**What you will do**
- 1) In what year did Gurney win a scholarship to the Royal College of Music, according to the passage on Gurney?
- 2) Decide whether each statement agrees with the passage on Gurney. Answer yes or no and quote the deciding words. (a) Gurney began composing music at the age of 14. (b) After leaving the Army, Gurney resumed his music studies with Charles Villiers Stanford. (c) Gurney died of tuberculosis.
- 3) Retype the passage on Gurney from the words "Born in Gloucester, Gurney" up to and including the words "War's Embers (1919).".

**Source extract**
Born in Gloucester, Gurney sang as a chorister in Gloucester Cathedral, becoming friends with Herbert Howells there. He began composing music at the age of 14 and won a scholarship to the Royal College of Music in 1911. He studied there with Charles Villiers Stanford who also taught Ralph Vaughan Williams, John Ireland and Arthur Bliss but thought that Gurney was potentially "the biggest of them all". Gurney's studies were interrupted by World War I where he was wounded and gased. But his poetic gift also revealed itself at this time, resulting in two volumes of poetry, Severn and Somme (1917) and War's Embers (1919).
After his discharge from the Army, Gurney returned to London to resume his music studies, now with Vaughan Williams. Unfortunately, he had been suffering since his early adulthood from bipolar disorder, made only worse by his war experiences. By 1922, his mental unstability had increased to a serious degree of schizophrenia so that his family had to have him declared insane. He spent the last 15 years of his life in various asylums, mainly the City of London Mental Hospital, Dartford, where he eventually died of tuberculosis. During those years, he continued to write poetry and music which were edited by his friends Edmund Blunden, Gerald Finzi, Marion Scott and others.

**Dataset**
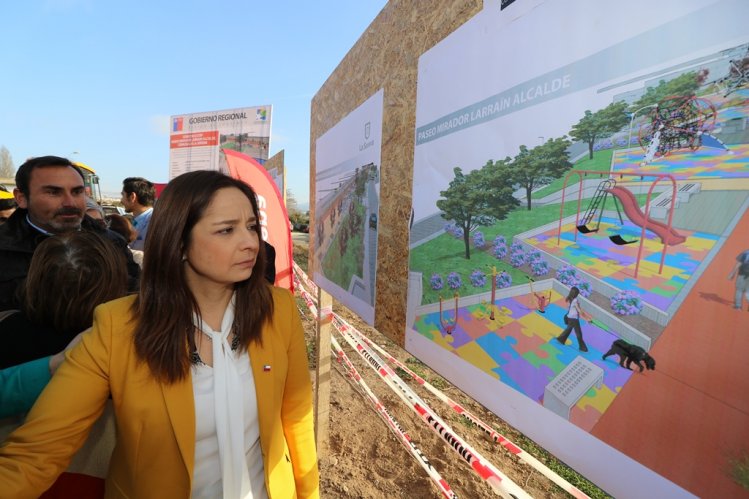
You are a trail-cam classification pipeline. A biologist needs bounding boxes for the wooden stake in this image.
[315,287,333,457]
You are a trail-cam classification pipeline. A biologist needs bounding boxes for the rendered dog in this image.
[603,340,655,372]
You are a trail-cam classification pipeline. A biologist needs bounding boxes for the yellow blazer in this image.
[0,288,319,499]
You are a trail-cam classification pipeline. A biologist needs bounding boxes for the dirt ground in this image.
[294,242,608,498]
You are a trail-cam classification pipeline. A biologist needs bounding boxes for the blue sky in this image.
[0,0,387,204]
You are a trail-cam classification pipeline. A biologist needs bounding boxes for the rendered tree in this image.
[437,164,519,260]
[570,101,629,159]
[0,146,16,178]
[509,137,572,211]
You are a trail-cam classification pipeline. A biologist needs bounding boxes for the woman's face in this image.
[185,187,260,290]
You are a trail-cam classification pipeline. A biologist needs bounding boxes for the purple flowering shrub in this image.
[447,272,463,289]
[611,291,642,315]
[492,242,507,260]
[471,269,486,288]
[510,250,526,268]
[494,272,512,289]
[531,260,549,276]
[526,249,543,264]
[473,230,486,249]
[557,265,593,298]
[429,274,445,291]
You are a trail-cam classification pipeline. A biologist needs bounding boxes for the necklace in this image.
[190,329,239,365]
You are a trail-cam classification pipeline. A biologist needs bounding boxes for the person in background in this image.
[106,213,143,266]
[0,171,319,499]
[0,185,18,224]
[0,333,83,419]
[557,286,590,352]
[0,156,140,310]
[120,177,156,251]
[0,231,127,369]
[728,250,749,310]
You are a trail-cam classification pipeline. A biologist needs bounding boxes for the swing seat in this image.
[609,234,637,246]
[577,225,598,234]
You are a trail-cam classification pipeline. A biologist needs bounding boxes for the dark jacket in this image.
[0,208,140,311]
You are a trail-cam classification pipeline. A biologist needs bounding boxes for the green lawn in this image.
[322,204,365,289]
[531,149,614,199]
[409,194,647,304]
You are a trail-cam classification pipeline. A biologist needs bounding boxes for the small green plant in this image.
[728,451,749,489]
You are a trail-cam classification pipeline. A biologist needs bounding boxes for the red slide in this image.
[606,187,687,246]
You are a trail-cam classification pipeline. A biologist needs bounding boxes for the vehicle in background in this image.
[101,204,127,217]
[73,161,101,203]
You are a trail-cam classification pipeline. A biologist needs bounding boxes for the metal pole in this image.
[315,287,333,457]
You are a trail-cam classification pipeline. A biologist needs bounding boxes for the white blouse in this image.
[191,299,268,499]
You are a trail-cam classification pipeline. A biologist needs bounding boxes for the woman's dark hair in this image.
[132,170,273,383]
[565,286,580,303]
[21,231,127,333]
[106,213,138,244]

**Answers below**
- 1) 1911

- 2)
(a) Yes: "He began composing music at the age of 14"
(b) No: "Gurney returned to London to resume his music studies, now with Vaughan Williams"
(c) Yes: "where he eventually died of tuberculosis"

- 3)
Born in Gloucester, Gurney sang as a chorister in Gloucester Cathedral, becoming friends with Herbert Howells there. He began composing music at the age of 14 and won a scholarship to the Royal College of Music in 1911. He studied there with Charles Villiers Stanford who also taught Ralph Vaughan Williams, John Ireland and Arthur Bliss but thought that Gurney was potentially "the biggest of them all". Gurney's studies were interrupted by World War I where he was wounded and gased. But his poetic gift also revealed itself at this time, resulting in two volumes of poetry, Severn and Somme (1917) and War's Embers (1919).